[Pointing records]
++++++++++

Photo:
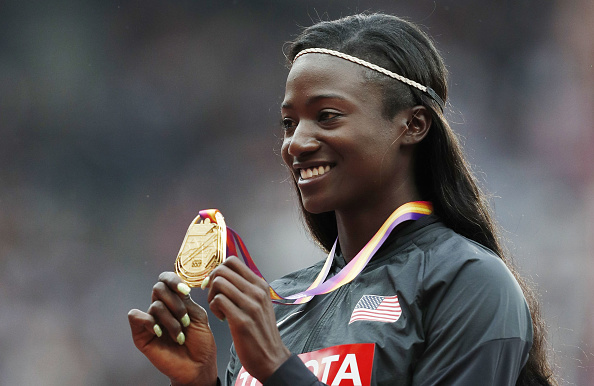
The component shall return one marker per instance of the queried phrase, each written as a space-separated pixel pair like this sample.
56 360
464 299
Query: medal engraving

++++++++++

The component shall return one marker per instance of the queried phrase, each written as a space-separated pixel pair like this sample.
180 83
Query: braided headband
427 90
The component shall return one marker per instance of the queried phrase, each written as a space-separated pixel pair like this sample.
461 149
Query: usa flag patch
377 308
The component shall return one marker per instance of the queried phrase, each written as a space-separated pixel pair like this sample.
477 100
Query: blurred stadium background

++++++++++

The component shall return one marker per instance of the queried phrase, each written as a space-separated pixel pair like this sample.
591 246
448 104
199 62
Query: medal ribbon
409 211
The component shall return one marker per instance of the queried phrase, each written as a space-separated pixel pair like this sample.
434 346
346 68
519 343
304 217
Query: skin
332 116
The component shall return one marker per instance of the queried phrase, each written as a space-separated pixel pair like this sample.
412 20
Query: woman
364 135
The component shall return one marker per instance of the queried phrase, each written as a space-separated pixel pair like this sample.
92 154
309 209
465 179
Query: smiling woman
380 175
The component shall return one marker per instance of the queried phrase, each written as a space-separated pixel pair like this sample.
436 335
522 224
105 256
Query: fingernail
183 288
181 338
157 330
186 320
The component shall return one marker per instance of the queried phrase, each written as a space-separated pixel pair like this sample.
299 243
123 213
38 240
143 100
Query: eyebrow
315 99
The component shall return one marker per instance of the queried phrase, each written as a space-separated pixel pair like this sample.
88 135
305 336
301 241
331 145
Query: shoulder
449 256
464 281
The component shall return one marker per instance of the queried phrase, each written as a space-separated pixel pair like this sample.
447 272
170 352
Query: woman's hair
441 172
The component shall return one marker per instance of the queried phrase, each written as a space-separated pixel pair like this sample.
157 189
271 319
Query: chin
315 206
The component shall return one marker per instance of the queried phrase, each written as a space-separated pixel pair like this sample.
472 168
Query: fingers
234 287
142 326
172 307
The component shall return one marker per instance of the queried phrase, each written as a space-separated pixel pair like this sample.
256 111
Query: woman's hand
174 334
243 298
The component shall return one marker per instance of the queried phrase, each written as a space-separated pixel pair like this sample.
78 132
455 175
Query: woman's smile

++++++++++

Problem details: How many lines of the listing contain the string "woman"? Reply with the number alone.

Reply: 5